But even though acceptance, contentment, equanimity, and patience are virtues in some instances, they can actually stand in the way of developing other skills you need to deal with the cravings that will arise at death. The Buddha saw that those cravings fell into three types, and any of the three will come on raw and in full force when you realize that you can no longer stay in this body. He also saw that if you cling to any of these cravings, they’ll take you to a new rebirth, in the same way that a fire burning a house, if it latches on to the wind, will be carried to a neighboring house and continue burning there. Blind as the wind, craving can be wildly unpredictable as to where it will take you.
The technical names of those three cravings are sensuality-craving, becoming-craving, and non-becoming-craving.
Sensuality refers to the mind’s fascination with planning sensual pleasures. In the Buddha’s analysis, we’re often more attached to our fantasies about sensual pleasures than we are to the pleasures themselves. Thoughts of food, for instance, can entertain you for hours, whereas the amount of time the food is actually in your mouth can be very short. At the moment of death, the mind will easily focus on the fear that it can no longer engage in sensual fantasies, so it’ll latch on to any opportunity to continue pursuing them. If you’re in pain, and you have no experience in the higher pleasures of intense concentration, you’ll see sensuality as your only escape from pain. If you’re really desperate, you’ll take whatever pleasure you can get, no matter how coarse or at what price.
Becoming is a sense of identity in a world of experience. Becomings exist on two scales. There are becomings on the macro scale, such as the fact that you now have the identity of a human being in the human world. There are also becomings on the micro scale. These occur exclusively in the mind when you focus on a desire and, as a result, there appears in the mind an image of the world in which that desire might be fulfilled, and your identity as a being in that imagined world. The type of identity you assume—to obtain the desired object and to enjoy it—will be shaped by the desire that forms the kernel of that particular becoming. Becomings of this sort occur in the mind countless times in the course of even a day. And, especially at the moment of death, they’ll act as openings to becomings on the macro scale in which you can take a new birth.
= = =
_SET EXERCISE A_: Decide whether each statement agrees with the passage on craving. Answer yes or no, and quote the exact words of the passage that settle it: (i) The Buddha sorted the cravings that arise at death into three types. (ii) Becomings on the micro scale occur in the mind only a few times a day. (iii) People are often more attached to sensual pleasures themselves than to their fantasies about them.
_SET EXERCISE B_: Duplicate the passage on craving word for word from "But even though" to "will take you.".
The listing after this passage plays no part in this work.

_MATERIAL_:
= = =
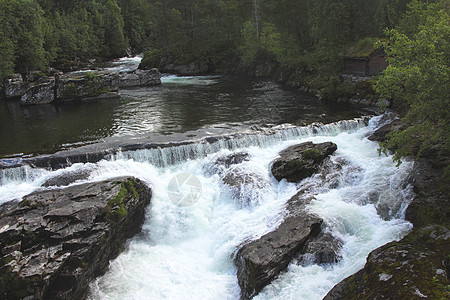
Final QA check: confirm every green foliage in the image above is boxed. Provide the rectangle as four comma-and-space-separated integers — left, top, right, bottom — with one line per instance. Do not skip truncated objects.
376, 1, 450, 160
= = =
_COMPLETE ANSWER A_:
(i) Yes: "The Buddha saw that those cravings fell into three types"
(ii) No: "Becomings of this sort occur in the mind countless times in the course of even a day."
(iii) No: "we’re often more attached to our fantasies about sensual pleasures than we are to the pleasures themselves."

_COMPLETE ANSWER B_:
But even though acceptance, contentment, equanimity, and patience are virtues in some instances, they can actually stand in the way of developing other skills you need to deal with the cravings that will arise at death. The Buddha saw that those cravings fell into three types, and any of the three will come on raw and in full force when you realize that you can no longer stay in this body. He also saw that if you cling to any of these cravings, they’ll take you to a new rebirth, in the same way that a fire burning a house, if it latches on to the wind, will be carried to a neighboring house and continue burning there. Blind as the wind, craving can be wildly unpredictable as to where it will take you.